DOCUMENT EXTRACT ::

######

(593f) Nonlinear Programming Based Methods for PCA Parameter Estimation Using Data with Missing Elements | AIChE

(593f) Nonlinear Programming Based Methods for PCA Parameter Estimation Using Data with Missing Elements

Authors 

López-Negrete de la Fuente, R. - Presenter, Carnegie Mellon University
Biegler, L. - Presenter, Carnegie Mellon University

Abstract

Many chemical and pharmaceutical products are produced in plants where there is a large amount of sensors to extract data for analysis. In such cases, where large amounts of possibly correlated data is available for analysis, Principal Component Analysis (PCA) as well as other multivariate methods are commonly used. PCA is a multivariate technique in which a large number of related variables is transformed into a possibly smaller number of uncorrelated variables.1
Unfortunately, there can be cases in which there are missing values in the data used for analysis. This could be due to failing sensors, experiments used to obtain the data could be prohibitely expensive, or in the case when historical data is being used it may get lost.2In these situations different methods for obtaining the model parameters can be used, mainly a modified version of the Nonlinear Iterative Partial Least Squares (NIPALS) algorithm or the Expectation Maximization (EM) algorithm.3The modified NIPALS is the preferred method of the two because it is faster. However, there are some caveats associated with its use: the obtained loadings are not orthogonal and the variance of the score vectors might be greater than the variance of the original data (after mean centering and auto scaling). To address this issues the EM algorithm introduces the use of imputed values for the missing data. Thus, it solves full data problems using NIPALS at each iteration, then the imputed values are updated with the predictions, and this is repeated until the change in the imputed values is less than a user defined tolerance.4This method works well, but it is not very popular because it takes a long time to converge. In the open literature work has been done to analyze the effects of the amounts of missing data and its structure on the PCA models built using different methods.5,6Also, once a model has been constructed it can be used for prediction and monitoring. Several papers dealing with prediction with incomplete measurements using PCA and Partial Least Squares (PLS) models have also been written (e.g., Nelson et al. 7, Arteaga and Ferrer 8, and Nelson et al. 9).

######

RECORDED DATA ::
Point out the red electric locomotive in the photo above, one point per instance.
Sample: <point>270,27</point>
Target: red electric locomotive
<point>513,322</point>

######

WHAT IS EXPECTED :: Continue the abstract on PCA parameter estimation with missing data from the point where it stops.

RESPONSE TO THE TASK ::
In this work we propose a Nonlinear Programming (NLP) based method for obtaining the parameters for the PCA model in the presence of missing values. By solving a constrained NLP the problems associated with the modified NIPALS algorithm are eliminated. Moreover, this method solves directly the minimization of the squared error in the prediction, and thus, it eliminates the necessity to solve multiple PCA problems with different imputed values. This reduces the amount of calculations required to obtain the parameters as in the EM algorithm, but we still obtain the optimal solution in the least squares sense. This approach is illustrated using randomly generated data, as well as, with data obtained from the pharmaceutical industry.

References


[1]    Wold, H. Estimation of Principal Components and Related Models by Iterative Least Squares. In Krishnaiah, P., ed., Multivariate Analysis. Academic Press, New York, 1966, pp. 391–420.


[2]    Little, R. J. A.; Rubin, D. B. Statistical Analysis with Missing Data. Second ed. Wiley-Interscience, 2002.


[3]    Grung, B.; Manne, R. Missing Values in Principal Component Analysis. Chemom. Intell. Lab. Syst. 1998, 42, 125.


[4]    Adams, E.; Walczak, B.; Vervaet, C.; Risha, P. G.; Massart, D. Principal Component Analysis of Dissolution Data with Missing Elements. Int. J. Pharm. 2002, 234, 169.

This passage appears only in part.